→ Given task: Copy every line of the records from the line containing "segment the white car" through the end of the records, both included, shifting each pixel coordinate in the polygon outlines by 59. Leave the pictures out of your answer.

** START OF Source material **

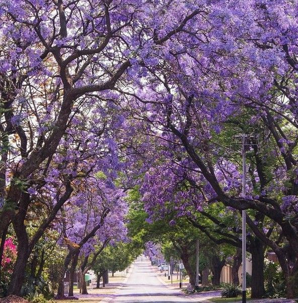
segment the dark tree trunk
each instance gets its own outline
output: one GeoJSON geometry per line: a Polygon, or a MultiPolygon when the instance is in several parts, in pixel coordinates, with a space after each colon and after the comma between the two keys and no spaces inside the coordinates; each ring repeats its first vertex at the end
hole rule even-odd
{"type": "Polygon", "coordinates": [[[242,262],[242,251],[240,248],[237,248],[236,253],[233,256],[233,264],[232,267],[232,280],[233,284],[239,285],[239,276],[238,271],[242,262]]]}
{"type": "Polygon", "coordinates": [[[103,272],[103,284],[104,282],[105,286],[106,284],[109,284],[109,271],[108,269],[105,269],[103,272]]]}
{"type": "Polygon", "coordinates": [[[96,288],[99,288],[100,287],[100,279],[101,278],[101,273],[98,272],[96,274],[97,281],[96,281],[96,288]]]}
{"type": "Polygon", "coordinates": [[[43,267],[44,266],[44,263],[45,262],[45,260],[44,258],[44,249],[43,248],[41,252],[41,257],[40,260],[40,264],[39,264],[39,267],[38,268],[38,270],[37,271],[37,273],[36,274],[37,277],[41,277],[41,274],[42,273],[42,271],[43,270],[43,267]]]}
{"type": "Polygon", "coordinates": [[[85,276],[83,277],[83,282],[82,283],[82,294],[88,294],[87,291],[87,285],[86,284],[86,281],[85,281],[85,276]]]}
{"type": "Polygon", "coordinates": [[[70,263],[73,253],[73,251],[69,251],[64,260],[63,268],[60,273],[60,277],[58,285],[57,294],[58,296],[62,297],[64,295],[64,275],[70,263]]]}
{"type": "Polygon", "coordinates": [[[252,255],[251,297],[262,298],[265,294],[264,286],[264,245],[257,238],[251,244],[252,255]]]}
{"type": "Polygon", "coordinates": [[[210,267],[212,273],[212,283],[213,285],[219,285],[221,269],[225,263],[226,261],[225,260],[221,261],[217,256],[213,255],[211,257],[210,267]]]}
{"type": "Polygon", "coordinates": [[[36,268],[37,268],[37,261],[38,261],[38,256],[36,254],[33,255],[32,259],[31,260],[31,264],[30,264],[30,274],[31,277],[33,278],[35,277],[35,274],[36,273],[36,268]]]}
{"type": "Polygon", "coordinates": [[[286,276],[286,297],[293,299],[298,297],[298,289],[297,287],[297,279],[298,273],[295,274],[291,272],[291,274],[286,276]]]}
{"type": "Polygon", "coordinates": [[[4,252],[4,244],[6,240],[6,235],[8,230],[8,226],[4,229],[2,233],[2,236],[1,236],[1,243],[0,243],[0,281],[1,280],[1,264],[2,264],[2,258],[4,252]]]}
{"type": "Polygon", "coordinates": [[[189,283],[191,286],[194,286],[195,285],[196,280],[196,273],[194,269],[192,268],[189,263],[189,254],[188,252],[185,250],[182,251],[182,253],[180,256],[182,261],[183,262],[183,265],[185,268],[185,270],[187,272],[187,274],[189,277],[189,283]]]}
{"type": "Polygon", "coordinates": [[[28,242],[26,240],[25,242],[27,243],[19,243],[18,256],[8,290],[10,294],[15,294],[18,296],[21,294],[21,289],[25,279],[26,264],[28,262],[30,252],[28,242]]]}
{"type": "Polygon", "coordinates": [[[78,258],[79,252],[77,252],[71,259],[71,265],[69,268],[69,288],[68,296],[73,296],[73,278],[76,273],[76,267],[78,265],[78,258]]]}
{"type": "Polygon", "coordinates": [[[209,284],[209,268],[206,266],[202,272],[202,286],[207,286],[209,284]]]}

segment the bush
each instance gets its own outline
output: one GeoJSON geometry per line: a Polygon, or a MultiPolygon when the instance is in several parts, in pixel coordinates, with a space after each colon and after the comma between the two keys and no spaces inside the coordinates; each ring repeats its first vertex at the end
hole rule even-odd
{"type": "Polygon", "coordinates": [[[47,300],[53,297],[54,293],[50,289],[48,284],[42,277],[33,278],[29,276],[27,277],[26,280],[26,283],[22,288],[22,296],[33,297],[36,293],[38,293],[42,294],[47,300]]]}
{"type": "Polygon", "coordinates": [[[246,273],[246,287],[251,287],[251,281],[252,281],[252,276],[251,275],[248,273],[248,272],[246,273]]]}
{"type": "Polygon", "coordinates": [[[35,292],[34,294],[31,293],[27,295],[26,299],[31,303],[53,303],[53,300],[47,300],[42,294],[39,294],[37,292],[35,292]]]}
{"type": "Polygon", "coordinates": [[[222,288],[222,286],[216,286],[210,284],[204,286],[196,286],[195,288],[195,291],[197,292],[201,292],[201,291],[209,291],[210,290],[218,290],[221,289],[222,288]]]}
{"type": "Polygon", "coordinates": [[[271,298],[285,296],[285,279],[280,266],[265,260],[264,267],[265,290],[268,296],[271,298]]]}
{"type": "Polygon", "coordinates": [[[234,284],[225,284],[221,290],[221,297],[233,298],[241,295],[242,291],[238,285],[234,284]]]}
{"type": "Polygon", "coordinates": [[[58,295],[54,297],[55,300],[79,300],[77,296],[69,296],[68,295],[58,295]]]}

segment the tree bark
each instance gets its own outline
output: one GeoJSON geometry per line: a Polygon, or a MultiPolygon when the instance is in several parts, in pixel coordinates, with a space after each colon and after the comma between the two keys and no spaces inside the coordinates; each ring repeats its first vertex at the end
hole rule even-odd
{"type": "Polygon", "coordinates": [[[209,284],[209,268],[206,266],[202,271],[202,286],[207,286],[209,284]]]}
{"type": "Polygon", "coordinates": [[[258,238],[251,244],[252,255],[251,297],[262,298],[265,294],[264,286],[264,245],[258,238]]]}
{"type": "Polygon", "coordinates": [[[101,273],[98,272],[96,274],[97,281],[96,281],[96,288],[99,288],[100,287],[100,279],[101,278],[101,273]]]}
{"type": "Polygon", "coordinates": [[[80,251],[76,252],[71,259],[71,265],[69,268],[69,288],[68,289],[68,296],[73,296],[73,278],[76,273],[76,267],[78,265],[78,258],[80,251]]]}
{"type": "Polygon", "coordinates": [[[189,277],[189,283],[191,286],[194,287],[195,285],[196,273],[195,271],[192,268],[189,263],[189,254],[186,250],[183,250],[180,257],[189,277]]]}
{"type": "Polygon", "coordinates": [[[1,243],[0,243],[0,281],[1,280],[1,264],[2,264],[2,258],[3,257],[3,253],[4,252],[4,245],[5,244],[5,240],[6,240],[6,235],[7,234],[8,230],[8,226],[4,229],[3,232],[2,232],[1,243]]]}
{"type": "Polygon", "coordinates": [[[220,274],[221,269],[225,265],[226,261],[220,259],[217,256],[213,255],[210,259],[211,271],[212,273],[212,283],[214,285],[218,285],[220,283],[220,274]]]}
{"type": "Polygon", "coordinates": [[[233,256],[233,264],[232,267],[232,280],[233,284],[239,285],[239,276],[238,271],[242,262],[242,251],[240,248],[237,248],[236,253],[233,256]]]}
{"type": "Polygon", "coordinates": [[[105,269],[103,272],[103,284],[104,282],[105,286],[106,284],[109,284],[109,271],[108,269],[105,269]]]}
{"type": "Polygon", "coordinates": [[[10,294],[15,294],[18,296],[20,296],[21,294],[21,289],[25,279],[26,264],[27,263],[30,252],[28,242],[27,244],[19,243],[18,256],[8,290],[8,293],[10,294]]]}
{"type": "Polygon", "coordinates": [[[57,296],[60,297],[64,296],[64,275],[70,263],[73,253],[73,251],[69,251],[64,260],[63,268],[61,271],[60,278],[59,279],[59,284],[57,292],[57,296]]]}

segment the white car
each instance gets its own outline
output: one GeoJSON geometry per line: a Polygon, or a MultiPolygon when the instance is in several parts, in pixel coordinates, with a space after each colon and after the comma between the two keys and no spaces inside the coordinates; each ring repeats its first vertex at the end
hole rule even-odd
{"type": "Polygon", "coordinates": [[[161,269],[162,268],[162,267],[163,266],[166,266],[166,264],[165,264],[164,263],[160,264],[159,264],[159,265],[157,266],[157,269],[158,269],[158,270],[161,270],[161,269]]]}
{"type": "Polygon", "coordinates": [[[159,270],[162,271],[163,270],[168,270],[169,269],[169,266],[168,265],[162,265],[160,267],[159,270]]]}

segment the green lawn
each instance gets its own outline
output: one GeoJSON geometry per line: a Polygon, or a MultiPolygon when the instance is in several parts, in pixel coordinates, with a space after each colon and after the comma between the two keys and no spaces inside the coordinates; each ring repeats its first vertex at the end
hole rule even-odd
{"type": "MultiPolygon", "coordinates": [[[[242,301],[242,298],[241,296],[238,296],[237,298],[212,298],[208,299],[211,302],[216,302],[216,303],[222,303],[223,302],[233,303],[234,302],[241,302],[242,301]]],[[[251,299],[248,297],[247,300],[250,301],[251,299]]]]}

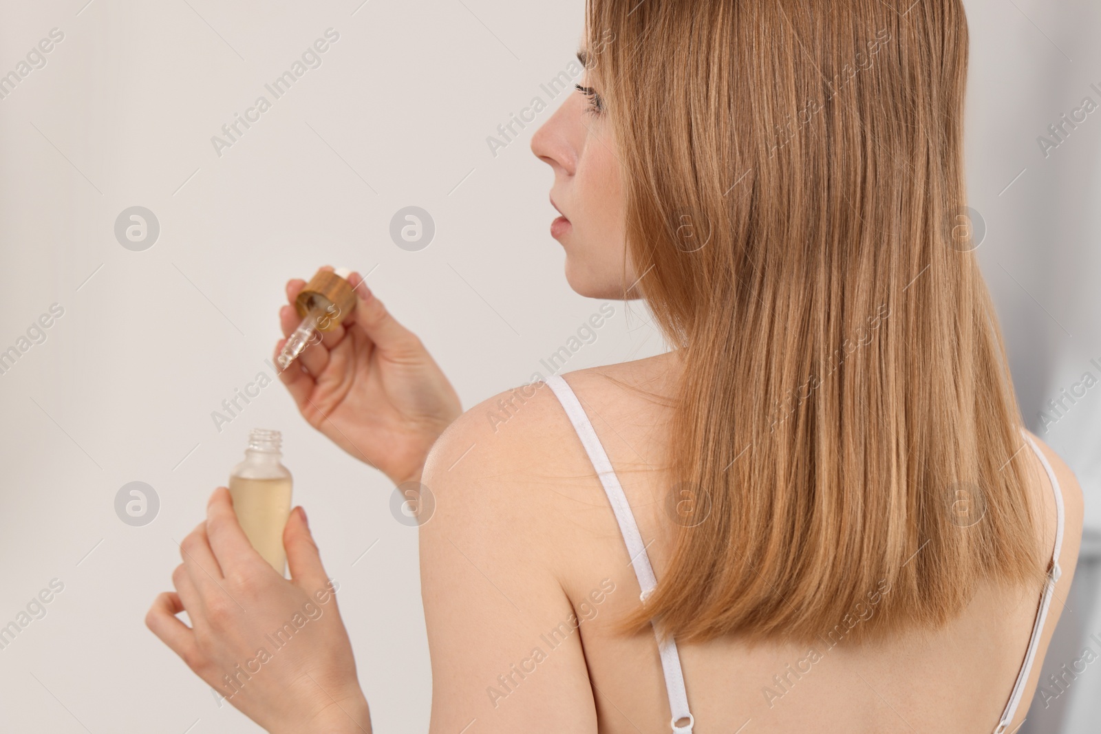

** END OF Source material **

→ Answer:
segment the white car
each instance gets its own outline
output: one GeoJSON geometry per line: a Polygon, or a MultiPolygon when the instance is in several parts, in pixel coordinates, with a space after each colon and after the comma between the two keys and no spaces inside the coordinates; each ring repeats its first vertex at the end
hole rule even-odd
{"type": "Polygon", "coordinates": [[[220,328],[221,327],[221,326],[222,325],[225,325],[225,323],[224,323],[223,322],[219,323],[218,323],[218,324],[216,325],[216,328],[217,328],[217,329],[220,329],[220,328]]]}
{"type": "Polygon", "coordinates": [[[218,329],[221,330],[222,329],[227,329],[228,328],[228,325],[227,324],[221,324],[219,326],[218,329]]]}

segment the green lawn
each instance gets its own outline
output: one GeoJSON geometry per line: a Polygon, or a MultiPolygon when the instance is in several parts, in pixel coordinates, with a space after each colon and after the comma between the two keys and no spaces inside the coordinates; each ring repeats its first vertex at the end
hole rule even-odd
{"type": "MultiPolygon", "coordinates": [[[[301,360],[301,357],[300,355],[297,355],[296,357],[271,357],[267,358],[270,361],[275,361],[275,362],[281,362],[282,361],[292,362],[293,361],[300,361],[301,360]]],[[[310,358],[307,356],[306,359],[309,360],[310,358]]]]}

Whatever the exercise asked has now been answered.